■ **REQUIRED ACTION**
Nothing but the data itself, reproduced exactly, is the expected answer.

--

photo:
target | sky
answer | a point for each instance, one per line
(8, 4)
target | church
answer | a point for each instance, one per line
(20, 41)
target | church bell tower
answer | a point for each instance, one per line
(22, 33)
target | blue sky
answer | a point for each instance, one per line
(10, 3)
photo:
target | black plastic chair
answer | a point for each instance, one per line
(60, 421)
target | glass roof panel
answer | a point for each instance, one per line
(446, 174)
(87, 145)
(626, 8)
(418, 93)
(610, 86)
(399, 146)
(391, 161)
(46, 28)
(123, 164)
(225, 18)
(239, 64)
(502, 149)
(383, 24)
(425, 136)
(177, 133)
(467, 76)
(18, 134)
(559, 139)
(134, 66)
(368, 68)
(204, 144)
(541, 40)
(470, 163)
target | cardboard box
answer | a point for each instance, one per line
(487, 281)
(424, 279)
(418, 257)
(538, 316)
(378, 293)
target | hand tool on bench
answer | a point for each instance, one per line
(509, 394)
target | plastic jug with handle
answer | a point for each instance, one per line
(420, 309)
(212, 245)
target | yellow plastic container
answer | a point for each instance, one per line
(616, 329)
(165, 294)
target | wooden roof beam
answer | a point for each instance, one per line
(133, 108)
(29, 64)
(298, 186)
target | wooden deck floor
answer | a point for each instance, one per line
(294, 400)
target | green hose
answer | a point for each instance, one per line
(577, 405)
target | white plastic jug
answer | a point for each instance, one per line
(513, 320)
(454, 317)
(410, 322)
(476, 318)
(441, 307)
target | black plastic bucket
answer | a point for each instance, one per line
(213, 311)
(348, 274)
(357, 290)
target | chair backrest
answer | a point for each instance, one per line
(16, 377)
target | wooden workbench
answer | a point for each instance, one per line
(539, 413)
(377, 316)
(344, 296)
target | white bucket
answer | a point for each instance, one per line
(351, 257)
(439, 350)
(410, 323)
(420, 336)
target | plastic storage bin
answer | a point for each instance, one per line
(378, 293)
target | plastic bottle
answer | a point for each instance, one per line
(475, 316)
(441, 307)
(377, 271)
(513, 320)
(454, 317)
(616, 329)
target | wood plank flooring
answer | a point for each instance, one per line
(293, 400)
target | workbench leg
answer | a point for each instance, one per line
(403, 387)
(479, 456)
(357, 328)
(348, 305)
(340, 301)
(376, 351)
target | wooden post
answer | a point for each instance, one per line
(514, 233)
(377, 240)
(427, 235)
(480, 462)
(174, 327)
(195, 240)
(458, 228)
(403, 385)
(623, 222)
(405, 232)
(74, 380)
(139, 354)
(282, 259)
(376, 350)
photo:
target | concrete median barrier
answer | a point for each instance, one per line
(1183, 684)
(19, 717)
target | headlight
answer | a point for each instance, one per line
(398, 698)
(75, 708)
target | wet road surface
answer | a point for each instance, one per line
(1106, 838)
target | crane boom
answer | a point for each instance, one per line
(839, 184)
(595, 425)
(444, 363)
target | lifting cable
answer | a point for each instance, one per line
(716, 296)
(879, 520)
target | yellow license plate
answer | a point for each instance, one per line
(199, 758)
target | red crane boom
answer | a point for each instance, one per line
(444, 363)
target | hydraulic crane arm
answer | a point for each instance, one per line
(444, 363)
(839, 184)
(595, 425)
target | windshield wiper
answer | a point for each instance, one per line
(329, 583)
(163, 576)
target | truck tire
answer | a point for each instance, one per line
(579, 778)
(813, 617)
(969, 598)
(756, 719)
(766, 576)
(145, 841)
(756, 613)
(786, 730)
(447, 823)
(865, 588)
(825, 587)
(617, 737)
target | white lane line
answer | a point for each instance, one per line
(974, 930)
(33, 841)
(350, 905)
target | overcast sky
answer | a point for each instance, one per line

--

■ **REPLY TO THE EXERCISE**
photo:
target | sky
answer | a point for each instance, one per line
(8, 4)
target | church
answer | a point for each instance, one per line
(20, 41)
target | church bell tower
answer | a point for each instance, one per line
(22, 33)
target | blue sky
answer | a point for each instance, one per line
(10, 3)
photo:
target | black plastic chair
answer | a point for each instance, one per line
(60, 421)
target | glass roof panel
answer | a point for each instance, one per line
(446, 174)
(87, 145)
(626, 8)
(418, 93)
(610, 86)
(399, 146)
(391, 161)
(46, 28)
(123, 164)
(225, 18)
(239, 64)
(502, 149)
(383, 24)
(425, 136)
(177, 133)
(467, 76)
(18, 134)
(559, 139)
(134, 66)
(368, 68)
(204, 144)
(541, 40)
(470, 163)
target | cardboard box
answer | a point for each instance, one per line
(487, 281)
(424, 279)
(418, 257)
(538, 316)
(378, 293)
target | hand tool on bench
answer | a point for each instance, one per line
(509, 394)
target | plastic jug with handle
answer | a point for each instance, one per line
(420, 309)
(212, 245)
target | yellow plastic container
answer | a point for each instance, one per line
(616, 329)
(165, 294)
target | wooden roof beam
answer | a point for each instance, one per line
(133, 108)
(29, 64)
(298, 186)
target | wooden deck floor
answer | a point for each instance, one per line
(294, 400)
target | green hose
answer | a point for each instance, one per line
(577, 405)
target | white plastic jug
answer | a point for each instance, one per line
(513, 320)
(454, 317)
(410, 322)
(476, 318)
(441, 307)
target | black plastic bucket
answer | a point for each instance, one per line
(213, 311)
(348, 274)
(357, 290)
target | chair backrest
answer | a point for each instance, one per line
(16, 377)
target | wooden workbench
answer | a point for each instance, one per line
(539, 413)
(377, 316)
(344, 296)
target | white bucket
answer | a point for each instance, one per line
(351, 257)
(439, 350)
(410, 323)
(420, 336)
target | plastic storage bin
answer | a point for each instance, one per line
(378, 293)
target | plastic bottle
answer | a point for each instance, one per line
(475, 316)
(441, 307)
(377, 271)
(513, 320)
(454, 317)
(616, 329)
target | wood plank flooring
answer | a point for each instance, one per line
(293, 400)
target | workbench leg
answer | a point for each instance, one per line
(403, 387)
(479, 456)
(357, 328)
(348, 305)
(340, 301)
(376, 351)
target | wooden post
answer | a point for each instance, one per line
(514, 233)
(377, 240)
(427, 235)
(480, 462)
(174, 327)
(195, 240)
(458, 228)
(403, 385)
(623, 222)
(405, 232)
(74, 380)
(139, 354)
(282, 259)
(376, 350)
photo:
target | concrete median barrier
answer | a point for each instance, one per line
(1183, 684)
(19, 717)
target | headlight
answer | a point for each instance, one per line
(398, 698)
(75, 708)
target | wet road surface
answer | a point for each instance, one per line
(1106, 838)
target | crane boom
answer | a point for each instance, one per line
(839, 184)
(595, 425)
(444, 363)
target | lifting cable
answer | a point for each instance, one per line
(716, 296)
(879, 520)
target | yellow license plate
answer | a point for each instance, one per line
(199, 758)
target | red crane boom
answer | a point for each instance, one per line
(444, 363)
target | hydraulic crane arm
answer | a point for each instance, one per line
(444, 363)
(839, 184)
(595, 425)
target | windshield wiper
answer | a point for each instance, one per line
(329, 583)
(163, 576)
target | truck tire
answer | a point for each instance, one per line
(579, 778)
(813, 617)
(969, 598)
(756, 719)
(766, 576)
(145, 841)
(756, 613)
(786, 730)
(447, 823)
(865, 588)
(825, 587)
(617, 737)
target | white lane line
answer | a point for each instance, one per line
(974, 930)
(33, 841)
(350, 905)
target | overcast sky
answer | a point for each instance, one per line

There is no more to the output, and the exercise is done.